> **Records for the task**:
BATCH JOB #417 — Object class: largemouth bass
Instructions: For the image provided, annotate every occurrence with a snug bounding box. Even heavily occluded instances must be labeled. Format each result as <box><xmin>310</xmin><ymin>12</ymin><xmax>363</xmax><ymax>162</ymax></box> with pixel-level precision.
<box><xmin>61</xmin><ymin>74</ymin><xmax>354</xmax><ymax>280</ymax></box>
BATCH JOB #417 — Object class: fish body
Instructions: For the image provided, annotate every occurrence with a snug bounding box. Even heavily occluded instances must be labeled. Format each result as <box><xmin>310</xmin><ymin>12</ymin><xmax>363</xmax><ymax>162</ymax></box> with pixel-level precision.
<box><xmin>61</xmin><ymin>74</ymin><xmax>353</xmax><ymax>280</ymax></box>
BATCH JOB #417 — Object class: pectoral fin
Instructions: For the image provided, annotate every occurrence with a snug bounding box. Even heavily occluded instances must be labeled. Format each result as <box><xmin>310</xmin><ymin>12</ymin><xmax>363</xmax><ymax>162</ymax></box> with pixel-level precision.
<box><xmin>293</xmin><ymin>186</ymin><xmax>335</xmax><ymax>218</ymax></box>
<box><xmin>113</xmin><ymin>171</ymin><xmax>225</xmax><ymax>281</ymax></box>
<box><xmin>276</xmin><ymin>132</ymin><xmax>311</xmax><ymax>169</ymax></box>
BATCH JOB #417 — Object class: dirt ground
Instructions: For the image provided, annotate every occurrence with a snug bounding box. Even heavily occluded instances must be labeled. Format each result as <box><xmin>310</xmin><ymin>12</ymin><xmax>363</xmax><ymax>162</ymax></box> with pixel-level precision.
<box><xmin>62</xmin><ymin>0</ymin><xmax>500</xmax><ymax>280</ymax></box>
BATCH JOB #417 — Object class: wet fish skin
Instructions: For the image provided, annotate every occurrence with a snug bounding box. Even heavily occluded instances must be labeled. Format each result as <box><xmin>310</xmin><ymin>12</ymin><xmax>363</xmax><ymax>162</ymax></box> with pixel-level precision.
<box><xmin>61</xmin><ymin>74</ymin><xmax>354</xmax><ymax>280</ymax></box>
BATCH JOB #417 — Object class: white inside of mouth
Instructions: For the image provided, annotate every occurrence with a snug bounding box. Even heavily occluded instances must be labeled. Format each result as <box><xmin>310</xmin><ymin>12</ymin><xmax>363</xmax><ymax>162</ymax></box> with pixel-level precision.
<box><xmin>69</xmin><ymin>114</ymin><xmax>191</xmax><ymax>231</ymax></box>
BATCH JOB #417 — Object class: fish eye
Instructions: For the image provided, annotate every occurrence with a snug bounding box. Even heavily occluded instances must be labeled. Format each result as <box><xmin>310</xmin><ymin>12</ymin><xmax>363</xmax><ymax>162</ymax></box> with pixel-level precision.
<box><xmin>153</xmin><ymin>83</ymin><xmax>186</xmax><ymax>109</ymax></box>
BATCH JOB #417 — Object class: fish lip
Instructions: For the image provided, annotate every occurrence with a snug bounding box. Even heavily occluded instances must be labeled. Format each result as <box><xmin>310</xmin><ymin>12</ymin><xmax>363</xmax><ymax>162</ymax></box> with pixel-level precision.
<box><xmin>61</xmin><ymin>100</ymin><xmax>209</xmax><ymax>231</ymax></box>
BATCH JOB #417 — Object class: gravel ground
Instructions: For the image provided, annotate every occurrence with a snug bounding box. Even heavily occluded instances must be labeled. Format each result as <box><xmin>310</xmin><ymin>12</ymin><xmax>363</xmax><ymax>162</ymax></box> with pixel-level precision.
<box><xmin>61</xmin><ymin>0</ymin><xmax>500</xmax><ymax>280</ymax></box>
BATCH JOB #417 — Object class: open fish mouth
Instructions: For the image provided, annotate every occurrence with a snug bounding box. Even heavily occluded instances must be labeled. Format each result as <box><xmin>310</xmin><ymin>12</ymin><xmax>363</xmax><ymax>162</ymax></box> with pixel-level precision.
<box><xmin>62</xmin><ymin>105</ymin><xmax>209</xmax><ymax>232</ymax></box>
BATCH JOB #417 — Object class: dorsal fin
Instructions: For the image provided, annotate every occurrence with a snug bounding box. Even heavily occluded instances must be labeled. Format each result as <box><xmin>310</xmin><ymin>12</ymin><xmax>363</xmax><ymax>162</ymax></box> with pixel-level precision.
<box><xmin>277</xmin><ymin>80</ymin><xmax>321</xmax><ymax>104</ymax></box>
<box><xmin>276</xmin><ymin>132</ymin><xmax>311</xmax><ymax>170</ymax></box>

> **Instruction**: Write out all of the items above again, replacing "snug" with "tight" wherever it occurs and keeping everything else the same.

> **Answer below**:
BATCH JOB #417 — Object class: largemouth bass
Instructions: For the image provided, annotate every occurrence with a tight bounding box. Even heavily occluded instances must be labeled. Format each result as <box><xmin>310</xmin><ymin>12</ymin><xmax>363</xmax><ymax>162</ymax></box> with pixel-level precision.
<box><xmin>61</xmin><ymin>74</ymin><xmax>354</xmax><ymax>280</ymax></box>
BATCH JOB #417 — Object class: fish body
Instructions: For the image provided, annotate every occurrence with a tight bounding box. Even heavily occluded instances must be labeled. Format each result as <box><xmin>310</xmin><ymin>12</ymin><xmax>363</xmax><ymax>162</ymax></box> with pixel-level precision.
<box><xmin>61</xmin><ymin>74</ymin><xmax>353</xmax><ymax>280</ymax></box>
BATCH JOB #417 — Object class: pectoral fin
Instructions: For the image provided, annotate every occurrence with a tight bounding box. Even heavily occluded instances must be labeled. Format each result as <box><xmin>310</xmin><ymin>12</ymin><xmax>363</xmax><ymax>162</ymax></box> with pixel-level precision.
<box><xmin>293</xmin><ymin>186</ymin><xmax>335</xmax><ymax>218</ymax></box>
<box><xmin>113</xmin><ymin>171</ymin><xmax>225</xmax><ymax>281</ymax></box>
<box><xmin>276</xmin><ymin>132</ymin><xmax>311</xmax><ymax>169</ymax></box>
BATCH JOB #417 — Object class: dirt ground
Instructions: For the image provided, annotate every occurrence with a tight bounding box. Even heavily occluded instances must be labeled. Format each result as <box><xmin>310</xmin><ymin>12</ymin><xmax>363</xmax><ymax>162</ymax></box> with pixel-level precision.
<box><xmin>62</xmin><ymin>0</ymin><xmax>500</xmax><ymax>280</ymax></box>
BATCH JOB #417 — Object class: wet fish skin
Instructions: For the image provided, annotate every occurrence with a tight bounding box. Even heavily occluded instances must be labeled. Format each result as <box><xmin>310</xmin><ymin>12</ymin><xmax>363</xmax><ymax>162</ymax></box> with pixel-level precision.
<box><xmin>61</xmin><ymin>74</ymin><xmax>354</xmax><ymax>280</ymax></box>
BATCH JOB #417 — Object class: white inside of mouth
Instructions: For the image provided, annotate every occurrence with a tight bounding box. Even heavily occluded instances must be labeled. Format each result as <box><xmin>310</xmin><ymin>12</ymin><xmax>363</xmax><ymax>162</ymax></box> with pixel-level precision.
<box><xmin>69</xmin><ymin>114</ymin><xmax>191</xmax><ymax>231</ymax></box>
BATCH JOB #417 — Object class: fish eye
Instructions: For the image provided, annotate every occurrence with a tight bounding box. Even heavily occluded instances must be labeled. Format each result as <box><xmin>310</xmin><ymin>12</ymin><xmax>363</xmax><ymax>162</ymax></box> with pixel-level precision.
<box><xmin>153</xmin><ymin>83</ymin><xmax>186</xmax><ymax>109</ymax></box>
BATCH JOB #417 — Object class: fish lip
Instructions: For the image provided, annotate every occurrence with a tight bounding box. Even heavily occluded instances must be labeled. Format each result as <box><xmin>310</xmin><ymin>12</ymin><xmax>363</xmax><ymax>162</ymax></box> with pixel-level precision.
<box><xmin>61</xmin><ymin>100</ymin><xmax>209</xmax><ymax>231</ymax></box>
BATCH JOB #417 — Object class: gravel ground
Instructions: For the image provided, annotate every occurrence with a tight bounding box. Even heavily occluded instances must be labeled. Format each result as <box><xmin>310</xmin><ymin>12</ymin><xmax>363</xmax><ymax>162</ymax></box> with pixel-level precision.
<box><xmin>61</xmin><ymin>0</ymin><xmax>500</xmax><ymax>280</ymax></box>
BATCH JOB #417 — Object class: open fish mouth
Instructions: For the image provided, annotate every occurrence with a tight bounding box. Even heavily occluded instances must be labeled. Format each result as <box><xmin>310</xmin><ymin>12</ymin><xmax>363</xmax><ymax>162</ymax></box> with pixel-level precision.
<box><xmin>62</xmin><ymin>105</ymin><xmax>209</xmax><ymax>232</ymax></box>
BATCH JOB #417 — Object class: dorsal fin
Instructions: For the image provided, annotate every occurrence with a tight bounding box. Even heavily occluded instances must be labeled. Format each result as <box><xmin>310</xmin><ymin>12</ymin><xmax>363</xmax><ymax>162</ymax></box> with pixel-level precision.
<box><xmin>277</xmin><ymin>80</ymin><xmax>321</xmax><ymax>104</ymax></box>
<box><xmin>276</xmin><ymin>132</ymin><xmax>311</xmax><ymax>170</ymax></box>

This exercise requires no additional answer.